▸ Task details
Are you able to retype all the records below exactly?

==== Information given ====

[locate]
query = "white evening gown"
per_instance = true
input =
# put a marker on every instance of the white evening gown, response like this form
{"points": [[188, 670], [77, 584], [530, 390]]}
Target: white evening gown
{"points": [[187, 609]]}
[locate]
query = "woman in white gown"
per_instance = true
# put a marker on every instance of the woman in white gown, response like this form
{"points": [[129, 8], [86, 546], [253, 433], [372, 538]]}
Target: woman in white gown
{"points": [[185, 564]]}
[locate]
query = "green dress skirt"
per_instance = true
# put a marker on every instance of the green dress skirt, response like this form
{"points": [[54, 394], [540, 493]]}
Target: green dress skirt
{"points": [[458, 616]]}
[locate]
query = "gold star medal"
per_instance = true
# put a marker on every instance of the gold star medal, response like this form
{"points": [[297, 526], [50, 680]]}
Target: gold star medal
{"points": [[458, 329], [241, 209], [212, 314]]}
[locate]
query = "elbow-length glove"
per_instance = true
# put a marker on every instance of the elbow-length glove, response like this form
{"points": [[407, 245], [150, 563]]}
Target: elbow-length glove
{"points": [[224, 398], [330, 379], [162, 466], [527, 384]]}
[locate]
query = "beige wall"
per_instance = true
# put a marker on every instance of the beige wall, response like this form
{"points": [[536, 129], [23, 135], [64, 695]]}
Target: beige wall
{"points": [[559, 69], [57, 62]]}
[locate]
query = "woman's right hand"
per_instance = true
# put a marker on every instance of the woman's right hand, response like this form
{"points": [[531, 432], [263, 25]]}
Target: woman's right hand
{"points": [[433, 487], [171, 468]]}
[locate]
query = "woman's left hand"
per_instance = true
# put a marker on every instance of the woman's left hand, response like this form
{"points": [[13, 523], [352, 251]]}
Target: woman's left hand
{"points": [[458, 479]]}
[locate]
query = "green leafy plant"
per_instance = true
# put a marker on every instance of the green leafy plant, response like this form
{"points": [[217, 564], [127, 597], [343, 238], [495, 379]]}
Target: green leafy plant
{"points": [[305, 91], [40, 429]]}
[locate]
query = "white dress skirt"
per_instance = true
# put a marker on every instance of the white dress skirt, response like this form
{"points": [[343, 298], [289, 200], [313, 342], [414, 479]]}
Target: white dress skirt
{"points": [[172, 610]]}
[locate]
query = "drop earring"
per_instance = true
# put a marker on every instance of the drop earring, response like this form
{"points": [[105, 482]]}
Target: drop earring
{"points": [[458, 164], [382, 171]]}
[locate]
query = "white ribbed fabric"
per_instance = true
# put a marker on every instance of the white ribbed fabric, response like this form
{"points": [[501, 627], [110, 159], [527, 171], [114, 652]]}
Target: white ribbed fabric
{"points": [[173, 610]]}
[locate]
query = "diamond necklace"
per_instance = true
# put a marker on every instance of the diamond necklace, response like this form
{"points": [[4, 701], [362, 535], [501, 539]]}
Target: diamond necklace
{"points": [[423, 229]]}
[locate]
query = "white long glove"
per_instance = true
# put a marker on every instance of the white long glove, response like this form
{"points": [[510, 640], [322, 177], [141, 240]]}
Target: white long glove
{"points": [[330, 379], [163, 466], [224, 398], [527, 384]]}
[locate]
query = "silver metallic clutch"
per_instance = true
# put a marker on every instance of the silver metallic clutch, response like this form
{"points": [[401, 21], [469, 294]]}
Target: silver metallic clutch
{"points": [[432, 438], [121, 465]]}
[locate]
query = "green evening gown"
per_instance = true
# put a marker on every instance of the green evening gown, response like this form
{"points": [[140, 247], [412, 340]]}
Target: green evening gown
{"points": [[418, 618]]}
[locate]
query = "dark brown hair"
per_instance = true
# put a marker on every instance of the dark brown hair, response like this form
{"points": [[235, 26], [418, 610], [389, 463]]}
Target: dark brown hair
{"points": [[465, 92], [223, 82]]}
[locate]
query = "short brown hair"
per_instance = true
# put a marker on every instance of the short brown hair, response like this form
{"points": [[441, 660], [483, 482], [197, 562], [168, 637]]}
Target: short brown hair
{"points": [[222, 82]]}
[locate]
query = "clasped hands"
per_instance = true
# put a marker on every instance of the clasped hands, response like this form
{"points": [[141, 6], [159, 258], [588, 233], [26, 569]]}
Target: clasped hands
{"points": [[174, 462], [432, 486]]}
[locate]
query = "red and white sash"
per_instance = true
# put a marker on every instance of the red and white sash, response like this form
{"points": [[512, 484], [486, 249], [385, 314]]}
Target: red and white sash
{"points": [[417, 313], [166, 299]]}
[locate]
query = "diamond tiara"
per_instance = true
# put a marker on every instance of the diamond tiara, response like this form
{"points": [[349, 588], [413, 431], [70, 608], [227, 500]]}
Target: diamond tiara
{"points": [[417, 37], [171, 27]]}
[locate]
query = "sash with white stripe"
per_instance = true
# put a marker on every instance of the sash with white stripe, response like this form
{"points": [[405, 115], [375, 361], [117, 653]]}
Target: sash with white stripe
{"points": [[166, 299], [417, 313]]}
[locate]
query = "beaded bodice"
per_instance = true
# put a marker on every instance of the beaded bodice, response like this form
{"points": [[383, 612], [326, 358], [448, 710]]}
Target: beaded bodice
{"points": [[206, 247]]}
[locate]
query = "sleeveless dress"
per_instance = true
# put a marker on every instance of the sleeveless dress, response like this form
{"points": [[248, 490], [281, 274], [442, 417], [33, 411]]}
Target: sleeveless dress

====

▸ Task solution
[locate]
query = "white evening gown"
per_instance = true
input =
# put a marker on every instance of the white evening gown, response like this form
{"points": [[188, 670], [77, 584], [530, 390]]}
Target: white evening gown
{"points": [[187, 609]]}
[locate]
query = "woman in white gown"
per_instance = true
# put a marker on every instance of the woman in white gown, response like this form
{"points": [[129, 8], [86, 546], [253, 433], [372, 538]]}
Target: woman in white gown
{"points": [[185, 564]]}
[locate]
query = "green dress skirt"
per_instance = true
# put a marker on every instance of the green dress skirt, response like this form
{"points": [[54, 394], [540, 493]]}
Target: green dress skirt
{"points": [[458, 616]]}
[locate]
query = "gold star medal"
per_instance = true
# put a marker on every instance of the gold star medal, response like this form
{"points": [[297, 526], [50, 680]]}
Target: gold star medal
{"points": [[458, 329], [241, 209], [212, 314]]}
[locate]
query = "elbow-length glove"
per_instance = true
# put a marker on every instance of the elbow-length glove, response like this form
{"points": [[407, 245], [150, 563]]}
Target: elbow-length glove
{"points": [[224, 398], [330, 379], [162, 466], [527, 384]]}
[locate]
query = "beige wall"
per_instance = true
# put a marker on every instance of the beige wall, response like this form
{"points": [[536, 129], [23, 135], [64, 695]]}
Target: beige wall
{"points": [[559, 69], [57, 62]]}
[locate]
query = "woman's right hand"
per_instance = true
# put a marker on every instance of the woman's right hand, response like this form
{"points": [[531, 432], [263, 25]]}
Target: woman's right hand
{"points": [[433, 487], [171, 468]]}
[locate]
query = "woman's left hand"
per_instance = true
# put a marker on every instance of the woman's left hand, response like this form
{"points": [[13, 523], [352, 251]]}
Target: woman's left hand
{"points": [[458, 479]]}
[locate]
query = "green leafy plant"
per_instance = true
# put a marker on every instance of the green leafy plant, response like this form
{"points": [[217, 564], [127, 597], [343, 238], [495, 379]]}
Target: green leafy plant
{"points": [[305, 91], [40, 429]]}
[locate]
query = "white dress skirt"
per_instance = true
# put a marker on every instance of the white dress skirt, response like this form
{"points": [[343, 298], [289, 200], [313, 342], [414, 479]]}
Target: white dress skirt
{"points": [[172, 610]]}
[locate]
query = "drop earring"
per_instance = true
# put a marker on every instance of the drop earring, response like this form
{"points": [[105, 482]]}
Target: drop earring
{"points": [[458, 164], [382, 171]]}
[locate]
query = "white ribbed fabric"
per_instance = true
# put a marker on every instance of the white ribbed fabric, response like this form
{"points": [[501, 627], [110, 159], [527, 171], [114, 652]]}
Target: white ribbed fabric
{"points": [[173, 610]]}
[locate]
query = "diamond necklace"
per_instance = true
# put a marker on every instance of the diamond necklace, response like this form
{"points": [[4, 701], [362, 535], [501, 539]]}
Target: diamond necklace
{"points": [[423, 229]]}
[locate]
query = "white long glove"
per_instance = true
# put a marker on every instance of the white long glove, response like this form
{"points": [[510, 640], [322, 177], [141, 240]]}
Target: white long glove
{"points": [[330, 379], [163, 466], [224, 398], [527, 384]]}
[locate]
query = "silver metallic clutch"
per_instance = true
# put a marker on every instance of the silver metallic clutch, response like this form
{"points": [[401, 21], [469, 294]]}
Target: silver metallic clutch
{"points": [[432, 438], [121, 465]]}
[locate]
query = "green evening gown"
per_instance = true
# put a marker on every instance of the green evening gown, response like this form
{"points": [[140, 247], [412, 340]]}
Target: green evening gown
{"points": [[418, 618]]}
[locate]
query = "dark brown hair"
per_instance = true
# put a marker on every instance of the dark brown hair, response like this form
{"points": [[235, 26], [418, 610], [389, 463]]}
Target: dark brown hair
{"points": [[465, 92], [223, 82]]}
[locate]
query = "short brown hair"
per_instance = true
# put a marker on every instance of the short brown hair, response like this form
{"points": [[441, 660], [483, 482], [197, 562], [168, 637]]}
Target: short brown hair
{"points": [[222, 82]]}
[locate]
query = "clasped hands"
per_instance = true
# put a marker on every instance of the clasped hands, response like this form
{"points": [[141, 6], [159, 258], [588, 233], [26, 569]]}
Target: clasped hands
{"points": [[174, 462], [432, 486]]}
[locate]
query = "red and white sash"
per_instance = true
# put a marker on every instance of the red and white sash, response like this form
{"points": [[512, 484], [486, 249], [385, 314]]}
Target: red and white sash
{"points": [[417, 313], [166, 299]]}
[locate]
query = "diamond tiara"
per_instance = true
# put a marker on every instance of the diamond tiara, response like this form
{"points": [[349, 588], [413, 431], [70, 608], [227, 500]]}
Target: diamond tiara
{"points": [[417, 37], [171, 27]]}
[locate]
query = "sash with white stripe"
per_instance = true
# put a marker on every instance of the sash with white stripe, response like this form
{"points": [[405, 115], [375, 361], [117, 653]]}
Target: sash with white stripe
{"points": [[166, 299], [417, 313]]}
[locate]
query = "beaded bodice"
per_instance = true
# put a marker on every instance of the beaded bodice, response like this form
{"points": [[383, 612], [326, 358], [448, 710]]}
Target: beaded bodice
{"points": [[206, 247]]}
[locate]
query = "sleeveless dress"
per_instance = true
# put a marker on every instance of the sleeveless dress, response like this form
{"points": [[248, 490], [281, 274], [442, 417], [33, 411]]}
Target: sleeveless dress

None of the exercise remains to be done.